Today, a half-century later, the international problems that we face stand in need of the same kind of calm, perceptive, and innovative analysis. The social sciences have a key part to play in this.

In respect of many contemporary problems we are all inheritors of one – never completely dominant – tradition in the social sciences and in public life more generally of seeking standard answers that can be applied across the board, to any country. This has been evident, for example, in that tendency in political science to identify the requirements of the good life and then to work out the political system most conducive to it. From there it is but a step to believing that it is good for all the peoples of the world, and even that it can be imposed by the sword.

This is no new tendency. In my country, Jeremy Bentham (1748–1832), one of the great figures of progressive social thought and indeed the inventor of the word international and the term international law, was much given to seeking universalist solutions. He proposed radical democratic reform for Britain, and indeed for everywhere else as well. He had a walking partner, with whom he went on several three- to four-hour walks in London before breakfast, whose name will be familiar to you: John Quincy Adams, President of the American Academy from 1820 to 1829. In May 1817, Adams – at that time Minister to the Court of St James’s – made it clear that he was suspicious of the way Bentham regularly upheld the United States as a model for Britain, because the two countries had different starting points. 2 So here was a nice reversal of roles, with the Englishman tending toward reckless universalism, while his American friend urges caution and cultural relativism.
-------
- _SHORT PROBLEM_:
Answer these questions using the passage above:
(a) What word and what term does the passage say Jeremy Bentham invented?
(b) What post did John Quincy Adams hold in May 1817?
(c) According to the passage, why was Adams suspicious of Bentham holding up the United States as a model for Britain?

- _ENTRIES_:
-------
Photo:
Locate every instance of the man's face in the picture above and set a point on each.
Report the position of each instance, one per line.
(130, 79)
-------
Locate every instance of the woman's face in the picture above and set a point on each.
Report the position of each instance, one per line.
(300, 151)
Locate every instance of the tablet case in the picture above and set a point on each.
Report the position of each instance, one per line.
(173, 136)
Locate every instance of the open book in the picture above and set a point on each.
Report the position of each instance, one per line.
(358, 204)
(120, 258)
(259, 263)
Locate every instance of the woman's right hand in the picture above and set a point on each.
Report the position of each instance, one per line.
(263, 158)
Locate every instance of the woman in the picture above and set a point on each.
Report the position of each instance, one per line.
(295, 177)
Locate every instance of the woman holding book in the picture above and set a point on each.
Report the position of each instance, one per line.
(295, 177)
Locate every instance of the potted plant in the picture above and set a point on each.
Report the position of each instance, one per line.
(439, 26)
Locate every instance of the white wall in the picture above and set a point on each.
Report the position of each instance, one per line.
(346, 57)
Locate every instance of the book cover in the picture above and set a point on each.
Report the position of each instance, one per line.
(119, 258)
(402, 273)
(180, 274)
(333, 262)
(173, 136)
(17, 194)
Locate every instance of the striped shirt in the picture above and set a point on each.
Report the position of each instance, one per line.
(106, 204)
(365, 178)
-------
- _FINAL ANSWER_:
(a) The word "international" and the term "international law."
(b) Minister to the Court of St James's.
(c) The two countries had different starting points.